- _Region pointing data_
+ + + + + + +

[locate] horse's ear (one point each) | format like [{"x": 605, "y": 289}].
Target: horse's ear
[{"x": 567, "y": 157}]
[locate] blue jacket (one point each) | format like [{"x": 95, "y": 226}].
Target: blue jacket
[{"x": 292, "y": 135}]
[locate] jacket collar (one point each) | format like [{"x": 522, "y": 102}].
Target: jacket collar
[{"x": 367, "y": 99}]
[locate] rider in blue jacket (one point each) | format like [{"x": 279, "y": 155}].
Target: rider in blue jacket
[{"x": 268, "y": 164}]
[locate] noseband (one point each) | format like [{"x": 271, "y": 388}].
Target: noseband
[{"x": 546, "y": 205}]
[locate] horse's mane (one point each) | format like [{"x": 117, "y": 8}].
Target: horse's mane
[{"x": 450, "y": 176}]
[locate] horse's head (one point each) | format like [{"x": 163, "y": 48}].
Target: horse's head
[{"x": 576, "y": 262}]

+ + + + + + +

Which lines run from the one containing "[locate] horse's head" to the final line of the entries? Return those lines exactly, and only those.

- _Exercise result_
[locate] horse's head (one point each) | format like [{"x": 163, "y": 48}].
Target: horse's head
[{"x": 576, "y": 262}]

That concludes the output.